● **Problem requirements**
In the account of the harvest-time visit to Hawks View, who drove the group home?

● **Text**
···
We visited Don at Hawks View during harvest time. I commented on the beautiful red grape leaves on a few plants. “Actually that’s a disease, he explained, “We don’t harvest from vines with too much of that. It makes the grapes less sweet. We talked about mold that affected the lowest clumps of grapes on many plants. Those clumps were lying all over the place after harvest. Don said it does no good to try to remove them from the field, the spores would just spread further. Charlie noticed all the still good grapes on many of the clumps. He made it his mission to eat dozens of them. This may have been fortuitous for him since Don drew wine off several kegs for us to sample before we even got to the official wine tasting. Afterward, Charlie was the least squirrelly of the three siblings. Nancy’s husband Rick was our driver and he wasn’t squirrelly at all – at least not from wine. However, he may have been a little squirrelly from putting up with three tipsy Laytons all the way home. FYI: Hawks View wine is REALLY good!
···
● **Given information**
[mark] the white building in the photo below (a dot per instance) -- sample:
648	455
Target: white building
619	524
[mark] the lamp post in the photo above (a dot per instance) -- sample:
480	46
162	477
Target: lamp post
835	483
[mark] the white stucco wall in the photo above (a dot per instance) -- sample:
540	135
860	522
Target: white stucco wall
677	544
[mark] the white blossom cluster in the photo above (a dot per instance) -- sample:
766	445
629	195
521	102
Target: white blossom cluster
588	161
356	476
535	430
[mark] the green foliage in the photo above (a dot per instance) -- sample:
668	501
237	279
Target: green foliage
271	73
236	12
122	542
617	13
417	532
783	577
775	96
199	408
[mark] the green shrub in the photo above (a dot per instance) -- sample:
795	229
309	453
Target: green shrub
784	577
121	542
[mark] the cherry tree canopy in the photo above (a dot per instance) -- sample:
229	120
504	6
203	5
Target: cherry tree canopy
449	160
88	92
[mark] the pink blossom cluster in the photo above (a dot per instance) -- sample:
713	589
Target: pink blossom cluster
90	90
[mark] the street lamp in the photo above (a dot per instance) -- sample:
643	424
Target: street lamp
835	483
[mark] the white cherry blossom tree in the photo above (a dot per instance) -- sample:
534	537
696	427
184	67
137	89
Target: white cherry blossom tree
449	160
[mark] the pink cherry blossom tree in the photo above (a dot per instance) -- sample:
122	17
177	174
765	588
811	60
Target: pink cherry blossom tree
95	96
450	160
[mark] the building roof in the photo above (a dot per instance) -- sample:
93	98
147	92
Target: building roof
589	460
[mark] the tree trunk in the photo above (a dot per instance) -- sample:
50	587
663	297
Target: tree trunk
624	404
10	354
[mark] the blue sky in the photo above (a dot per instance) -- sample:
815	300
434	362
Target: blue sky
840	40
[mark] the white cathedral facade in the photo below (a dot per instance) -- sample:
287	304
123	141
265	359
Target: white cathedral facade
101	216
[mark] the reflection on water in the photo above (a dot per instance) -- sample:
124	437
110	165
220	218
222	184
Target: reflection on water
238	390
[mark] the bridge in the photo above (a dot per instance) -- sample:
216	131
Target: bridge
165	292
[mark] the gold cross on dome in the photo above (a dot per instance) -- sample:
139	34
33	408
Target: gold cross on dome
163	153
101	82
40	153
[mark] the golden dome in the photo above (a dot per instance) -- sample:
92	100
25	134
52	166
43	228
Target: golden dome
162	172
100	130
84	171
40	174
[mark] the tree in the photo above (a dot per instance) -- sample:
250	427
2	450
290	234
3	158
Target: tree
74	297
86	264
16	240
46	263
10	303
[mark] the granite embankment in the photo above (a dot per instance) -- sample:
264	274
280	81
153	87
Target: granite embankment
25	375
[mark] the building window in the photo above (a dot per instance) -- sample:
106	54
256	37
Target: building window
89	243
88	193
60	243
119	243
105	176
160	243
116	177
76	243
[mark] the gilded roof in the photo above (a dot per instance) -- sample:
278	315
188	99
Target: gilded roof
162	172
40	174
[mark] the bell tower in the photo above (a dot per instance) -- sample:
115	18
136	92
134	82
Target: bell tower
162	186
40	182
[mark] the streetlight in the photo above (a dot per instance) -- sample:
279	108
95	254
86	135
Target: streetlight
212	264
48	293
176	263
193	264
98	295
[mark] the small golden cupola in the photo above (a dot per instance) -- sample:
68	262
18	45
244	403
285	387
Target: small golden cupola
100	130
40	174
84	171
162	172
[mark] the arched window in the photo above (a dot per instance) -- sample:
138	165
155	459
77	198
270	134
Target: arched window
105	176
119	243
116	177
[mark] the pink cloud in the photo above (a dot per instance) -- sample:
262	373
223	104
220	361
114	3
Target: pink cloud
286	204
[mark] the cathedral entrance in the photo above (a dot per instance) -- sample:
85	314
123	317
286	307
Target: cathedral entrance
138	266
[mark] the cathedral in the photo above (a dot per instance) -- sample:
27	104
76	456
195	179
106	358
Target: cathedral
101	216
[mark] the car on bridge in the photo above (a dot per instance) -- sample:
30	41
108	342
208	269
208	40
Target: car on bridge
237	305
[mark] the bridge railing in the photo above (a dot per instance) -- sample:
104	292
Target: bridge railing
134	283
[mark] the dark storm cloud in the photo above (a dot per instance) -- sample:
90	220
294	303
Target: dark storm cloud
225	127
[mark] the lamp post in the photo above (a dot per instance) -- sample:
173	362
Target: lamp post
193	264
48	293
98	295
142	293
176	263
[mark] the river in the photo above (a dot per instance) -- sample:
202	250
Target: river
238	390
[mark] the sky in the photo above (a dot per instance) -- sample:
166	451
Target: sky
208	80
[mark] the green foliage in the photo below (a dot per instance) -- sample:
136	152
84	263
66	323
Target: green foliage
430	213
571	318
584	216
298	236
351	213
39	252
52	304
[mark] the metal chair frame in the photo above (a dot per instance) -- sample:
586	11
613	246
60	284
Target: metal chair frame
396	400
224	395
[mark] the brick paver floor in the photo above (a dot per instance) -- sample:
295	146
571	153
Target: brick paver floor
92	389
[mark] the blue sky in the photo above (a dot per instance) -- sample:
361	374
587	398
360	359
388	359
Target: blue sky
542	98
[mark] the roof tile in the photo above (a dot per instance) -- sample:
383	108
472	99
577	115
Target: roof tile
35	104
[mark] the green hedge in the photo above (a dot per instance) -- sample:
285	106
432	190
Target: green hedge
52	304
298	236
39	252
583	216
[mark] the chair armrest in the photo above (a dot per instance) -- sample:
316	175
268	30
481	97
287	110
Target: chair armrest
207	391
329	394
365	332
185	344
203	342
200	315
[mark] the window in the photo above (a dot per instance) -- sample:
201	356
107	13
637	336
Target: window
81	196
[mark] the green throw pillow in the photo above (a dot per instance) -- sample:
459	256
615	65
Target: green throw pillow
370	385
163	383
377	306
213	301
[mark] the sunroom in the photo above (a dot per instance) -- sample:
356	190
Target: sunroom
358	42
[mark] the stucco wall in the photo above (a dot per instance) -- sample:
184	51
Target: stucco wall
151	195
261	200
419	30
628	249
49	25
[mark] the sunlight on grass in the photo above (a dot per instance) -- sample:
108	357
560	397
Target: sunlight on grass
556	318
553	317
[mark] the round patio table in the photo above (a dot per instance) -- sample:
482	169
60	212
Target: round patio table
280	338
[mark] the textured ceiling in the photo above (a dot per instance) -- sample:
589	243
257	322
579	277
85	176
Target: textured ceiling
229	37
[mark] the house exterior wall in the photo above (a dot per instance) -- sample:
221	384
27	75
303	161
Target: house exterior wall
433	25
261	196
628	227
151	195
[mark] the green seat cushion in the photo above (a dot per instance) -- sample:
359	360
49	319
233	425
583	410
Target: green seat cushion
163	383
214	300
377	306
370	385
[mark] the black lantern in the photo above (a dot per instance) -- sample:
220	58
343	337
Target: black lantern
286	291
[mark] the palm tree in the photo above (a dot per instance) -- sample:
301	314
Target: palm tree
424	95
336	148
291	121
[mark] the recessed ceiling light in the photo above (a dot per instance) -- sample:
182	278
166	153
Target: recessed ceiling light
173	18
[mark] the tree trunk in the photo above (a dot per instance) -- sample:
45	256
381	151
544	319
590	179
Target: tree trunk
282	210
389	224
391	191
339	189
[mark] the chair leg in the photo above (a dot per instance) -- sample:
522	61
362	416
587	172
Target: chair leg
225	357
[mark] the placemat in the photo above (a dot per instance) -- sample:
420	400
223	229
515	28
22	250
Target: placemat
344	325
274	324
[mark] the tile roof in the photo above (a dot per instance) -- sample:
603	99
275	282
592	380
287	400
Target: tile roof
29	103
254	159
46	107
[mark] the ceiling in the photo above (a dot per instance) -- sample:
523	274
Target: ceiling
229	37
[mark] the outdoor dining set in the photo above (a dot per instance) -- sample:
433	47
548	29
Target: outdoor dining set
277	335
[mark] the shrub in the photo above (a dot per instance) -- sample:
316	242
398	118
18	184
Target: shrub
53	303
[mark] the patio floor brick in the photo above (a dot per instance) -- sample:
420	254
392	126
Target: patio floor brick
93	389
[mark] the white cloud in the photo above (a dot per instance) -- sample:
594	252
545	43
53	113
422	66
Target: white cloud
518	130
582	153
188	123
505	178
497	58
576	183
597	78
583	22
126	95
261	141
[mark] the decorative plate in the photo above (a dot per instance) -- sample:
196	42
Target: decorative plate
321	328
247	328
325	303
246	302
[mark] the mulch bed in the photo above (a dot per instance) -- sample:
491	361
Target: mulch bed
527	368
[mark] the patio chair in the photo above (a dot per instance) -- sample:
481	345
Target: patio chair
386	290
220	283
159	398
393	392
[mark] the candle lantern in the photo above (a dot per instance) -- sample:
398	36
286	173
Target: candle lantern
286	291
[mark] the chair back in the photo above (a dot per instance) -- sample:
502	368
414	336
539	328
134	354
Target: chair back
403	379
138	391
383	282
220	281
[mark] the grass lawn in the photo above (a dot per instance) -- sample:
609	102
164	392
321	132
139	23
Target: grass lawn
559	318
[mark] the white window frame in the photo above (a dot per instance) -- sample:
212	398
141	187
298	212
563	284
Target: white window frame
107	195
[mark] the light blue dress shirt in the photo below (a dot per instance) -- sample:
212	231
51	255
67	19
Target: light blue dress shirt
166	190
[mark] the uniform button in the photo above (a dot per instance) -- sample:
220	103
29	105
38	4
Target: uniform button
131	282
···
● **Exercise output**
Rick, Nancy's husband, was the driver.